What you have to do: Please condense the paragraph in the DGraph README that begins "DGraph's goal is to provide" into a short bulleted list that keeps its main facts.

README.md

# DGraph
**Scalable, Distributed, Low Latency, High Throughput Graph Database.**

![logo](https://img.shields.io/badge/status-alpha-red.svg)
[![Wiki](https://img.shields.io/badge/res-wiki-blue.svg)](https://github.com/dgraph-io/dgraph/wiki)
[![logo](https://img.shields.io/badge/Mailing%20List-dgraph-brightgreen.svg)](https://groups.google.com/forum/#!forum/dgraph)
[![Gitter](https://badges.gitter.im/Join%20Chat.svg)](https://gitter.im/dgraph-io/dgraph?utm_source=badge&utm_medium=badge&utm_campaign=pr-badge)

DGraph's goal is to provide [Google](https://www.google.com) production level scale and throughput,
with low enough latency to be serving real time user queries, over terabytes of structured data.
DGraph supports [GraphQL](http://graphql.org/) as query language, and responds in [JSON](http://www.json.org/).


# Current Status

*Check out [the demo at dgraph.io](http://dgraph.io).*

`Mar 2016 - Branch v0.2`
This is the first truly distributed version of DGraph.
Please see the [release notes here](https://github.com/dgraph-io/dgraph/wiki/DGraph-v0.2-Release).

Supplied data:
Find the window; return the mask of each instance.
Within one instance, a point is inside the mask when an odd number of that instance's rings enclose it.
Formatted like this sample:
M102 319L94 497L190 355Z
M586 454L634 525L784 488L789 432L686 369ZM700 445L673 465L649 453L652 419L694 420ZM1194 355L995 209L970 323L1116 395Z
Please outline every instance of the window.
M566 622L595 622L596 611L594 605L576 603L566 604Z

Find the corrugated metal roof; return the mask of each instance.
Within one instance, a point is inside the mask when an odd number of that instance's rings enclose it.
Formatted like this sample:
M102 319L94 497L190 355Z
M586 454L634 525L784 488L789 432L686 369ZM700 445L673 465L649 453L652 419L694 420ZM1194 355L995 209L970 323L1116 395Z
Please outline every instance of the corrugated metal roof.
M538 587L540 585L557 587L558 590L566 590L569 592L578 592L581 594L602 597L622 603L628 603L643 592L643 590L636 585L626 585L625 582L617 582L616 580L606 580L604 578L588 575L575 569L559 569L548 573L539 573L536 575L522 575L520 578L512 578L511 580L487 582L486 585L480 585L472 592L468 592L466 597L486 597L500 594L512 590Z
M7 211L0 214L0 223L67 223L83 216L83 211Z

Final answer:
- Aims for Google production-level scale and throughput
- Keeps latency low enough to serve real-time user queries
- Operates over terabytes of structured data
- Uses GraphQL as its query language
- Responds in JSON